Point labeling entries =>
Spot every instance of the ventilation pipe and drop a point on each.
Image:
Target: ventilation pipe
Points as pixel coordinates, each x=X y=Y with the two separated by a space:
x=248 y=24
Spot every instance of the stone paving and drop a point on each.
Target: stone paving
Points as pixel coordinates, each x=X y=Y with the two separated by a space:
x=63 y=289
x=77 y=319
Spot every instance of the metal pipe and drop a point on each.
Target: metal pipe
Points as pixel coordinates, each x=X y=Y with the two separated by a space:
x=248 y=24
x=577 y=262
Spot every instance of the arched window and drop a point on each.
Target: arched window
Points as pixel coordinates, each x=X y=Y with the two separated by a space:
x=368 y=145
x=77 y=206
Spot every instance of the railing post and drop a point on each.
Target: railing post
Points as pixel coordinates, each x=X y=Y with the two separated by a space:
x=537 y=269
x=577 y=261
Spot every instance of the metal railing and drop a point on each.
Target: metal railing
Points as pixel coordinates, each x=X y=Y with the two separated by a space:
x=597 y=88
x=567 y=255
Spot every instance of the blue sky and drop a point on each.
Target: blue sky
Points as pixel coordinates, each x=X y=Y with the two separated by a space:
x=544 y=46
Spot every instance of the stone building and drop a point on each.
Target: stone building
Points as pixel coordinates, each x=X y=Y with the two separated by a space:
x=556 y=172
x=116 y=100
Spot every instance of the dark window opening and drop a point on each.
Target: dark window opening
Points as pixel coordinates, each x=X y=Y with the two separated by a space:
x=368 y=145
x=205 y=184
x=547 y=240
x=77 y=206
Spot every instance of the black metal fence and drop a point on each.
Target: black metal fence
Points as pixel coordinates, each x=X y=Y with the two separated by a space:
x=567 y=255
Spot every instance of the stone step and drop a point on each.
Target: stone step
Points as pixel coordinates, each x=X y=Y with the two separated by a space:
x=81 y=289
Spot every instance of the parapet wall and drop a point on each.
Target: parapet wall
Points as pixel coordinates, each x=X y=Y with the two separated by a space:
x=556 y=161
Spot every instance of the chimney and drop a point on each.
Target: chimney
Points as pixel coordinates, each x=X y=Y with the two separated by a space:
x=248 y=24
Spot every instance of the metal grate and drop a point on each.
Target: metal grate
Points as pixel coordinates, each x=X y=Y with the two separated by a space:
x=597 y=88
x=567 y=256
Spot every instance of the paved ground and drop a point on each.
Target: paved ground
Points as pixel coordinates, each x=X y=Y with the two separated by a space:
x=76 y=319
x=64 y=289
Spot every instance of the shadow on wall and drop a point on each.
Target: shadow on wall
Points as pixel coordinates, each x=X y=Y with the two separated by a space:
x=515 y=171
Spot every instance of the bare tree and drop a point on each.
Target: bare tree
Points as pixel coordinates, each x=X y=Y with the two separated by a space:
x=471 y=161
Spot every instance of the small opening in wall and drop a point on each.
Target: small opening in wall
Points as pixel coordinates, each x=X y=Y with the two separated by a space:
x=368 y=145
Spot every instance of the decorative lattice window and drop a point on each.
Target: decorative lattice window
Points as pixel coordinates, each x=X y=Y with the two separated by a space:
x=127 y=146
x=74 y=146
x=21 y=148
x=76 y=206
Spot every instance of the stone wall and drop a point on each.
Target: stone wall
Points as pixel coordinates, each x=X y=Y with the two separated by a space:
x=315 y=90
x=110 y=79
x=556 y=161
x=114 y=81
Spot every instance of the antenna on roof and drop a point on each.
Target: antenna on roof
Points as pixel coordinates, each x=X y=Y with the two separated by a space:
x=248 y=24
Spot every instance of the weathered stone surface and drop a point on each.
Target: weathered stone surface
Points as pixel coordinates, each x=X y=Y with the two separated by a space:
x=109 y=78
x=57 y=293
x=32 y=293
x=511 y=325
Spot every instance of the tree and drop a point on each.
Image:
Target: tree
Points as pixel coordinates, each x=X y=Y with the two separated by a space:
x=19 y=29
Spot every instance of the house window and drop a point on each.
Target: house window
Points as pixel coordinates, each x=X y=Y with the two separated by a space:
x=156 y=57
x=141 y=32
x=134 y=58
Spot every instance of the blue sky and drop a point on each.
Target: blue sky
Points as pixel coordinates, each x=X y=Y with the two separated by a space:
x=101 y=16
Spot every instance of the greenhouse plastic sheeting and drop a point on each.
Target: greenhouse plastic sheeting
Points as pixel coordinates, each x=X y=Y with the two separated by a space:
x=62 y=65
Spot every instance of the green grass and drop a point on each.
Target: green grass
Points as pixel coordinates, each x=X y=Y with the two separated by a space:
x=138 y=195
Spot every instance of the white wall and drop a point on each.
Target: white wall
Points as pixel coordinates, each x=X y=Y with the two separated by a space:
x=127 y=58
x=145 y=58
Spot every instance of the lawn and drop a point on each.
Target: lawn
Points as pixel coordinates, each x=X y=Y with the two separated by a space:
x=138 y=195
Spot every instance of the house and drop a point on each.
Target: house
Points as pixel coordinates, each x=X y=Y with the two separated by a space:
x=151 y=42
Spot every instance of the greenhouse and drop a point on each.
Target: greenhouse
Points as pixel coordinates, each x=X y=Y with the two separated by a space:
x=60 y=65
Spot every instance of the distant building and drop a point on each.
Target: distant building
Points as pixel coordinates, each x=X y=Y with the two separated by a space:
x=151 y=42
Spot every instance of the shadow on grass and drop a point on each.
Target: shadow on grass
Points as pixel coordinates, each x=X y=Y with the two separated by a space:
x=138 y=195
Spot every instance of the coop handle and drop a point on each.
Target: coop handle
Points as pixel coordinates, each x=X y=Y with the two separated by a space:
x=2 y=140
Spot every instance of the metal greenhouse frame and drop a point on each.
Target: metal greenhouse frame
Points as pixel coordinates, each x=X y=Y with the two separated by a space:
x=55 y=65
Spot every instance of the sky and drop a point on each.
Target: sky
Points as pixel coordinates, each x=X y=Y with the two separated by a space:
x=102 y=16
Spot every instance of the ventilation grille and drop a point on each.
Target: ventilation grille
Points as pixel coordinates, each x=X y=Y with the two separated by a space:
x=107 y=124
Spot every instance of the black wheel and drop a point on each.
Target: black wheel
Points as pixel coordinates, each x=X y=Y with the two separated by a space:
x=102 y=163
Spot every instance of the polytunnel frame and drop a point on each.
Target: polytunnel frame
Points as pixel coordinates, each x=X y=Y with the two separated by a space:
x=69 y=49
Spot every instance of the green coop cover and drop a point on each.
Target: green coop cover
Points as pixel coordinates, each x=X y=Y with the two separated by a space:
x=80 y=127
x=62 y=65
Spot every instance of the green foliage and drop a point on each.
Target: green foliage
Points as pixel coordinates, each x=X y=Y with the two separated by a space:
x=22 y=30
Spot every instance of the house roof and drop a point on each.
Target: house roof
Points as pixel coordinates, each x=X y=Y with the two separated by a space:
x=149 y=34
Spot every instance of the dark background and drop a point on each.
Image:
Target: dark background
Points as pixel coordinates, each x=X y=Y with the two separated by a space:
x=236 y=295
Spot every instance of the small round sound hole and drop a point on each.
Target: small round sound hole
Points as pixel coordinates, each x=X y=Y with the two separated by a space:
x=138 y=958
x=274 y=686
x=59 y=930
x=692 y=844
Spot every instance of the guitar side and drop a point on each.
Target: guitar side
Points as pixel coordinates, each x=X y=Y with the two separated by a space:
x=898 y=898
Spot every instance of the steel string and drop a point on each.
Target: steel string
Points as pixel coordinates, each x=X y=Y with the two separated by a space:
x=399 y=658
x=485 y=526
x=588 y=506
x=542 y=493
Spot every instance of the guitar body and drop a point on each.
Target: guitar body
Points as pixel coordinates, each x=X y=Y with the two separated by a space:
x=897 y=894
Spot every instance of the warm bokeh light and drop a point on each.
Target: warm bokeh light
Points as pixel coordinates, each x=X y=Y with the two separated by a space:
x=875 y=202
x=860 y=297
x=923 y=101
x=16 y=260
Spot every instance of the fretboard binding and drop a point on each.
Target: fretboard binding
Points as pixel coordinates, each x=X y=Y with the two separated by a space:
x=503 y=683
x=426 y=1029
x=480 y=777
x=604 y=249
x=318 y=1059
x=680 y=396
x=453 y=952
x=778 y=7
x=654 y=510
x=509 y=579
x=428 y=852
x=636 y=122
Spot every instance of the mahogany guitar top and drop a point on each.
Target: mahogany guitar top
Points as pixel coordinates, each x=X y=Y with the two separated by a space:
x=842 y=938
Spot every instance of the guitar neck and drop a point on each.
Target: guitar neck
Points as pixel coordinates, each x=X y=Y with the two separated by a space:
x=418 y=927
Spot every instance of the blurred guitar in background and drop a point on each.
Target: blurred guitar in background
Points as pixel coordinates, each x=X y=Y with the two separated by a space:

What to work on => Reproduce verbatim every line of the entries from the very first one through the line containing "x=577 y=262", including that line.

Finished task =>
Spot every instance of the ventilation pipe and drop a point on each.
Image:
Target: ventilation pipe
Points as pixel coordinates, each x=X y=Y with the two separated by a space:
x=248 y=24
Spot every instance of the stone paving and drop a point on each.
Target: stone paving
Points as pixel coordinates, each x=X y=Y with the two separated by a space:
x=63 y=289
x=77 y=319
Spot every instance of the metal pipe and drop a point on each.
Target: metal pipe
Points as pixel coordinates, each x=X y=Y with the two separated by a space:
x=248 y=24
x=577 y=262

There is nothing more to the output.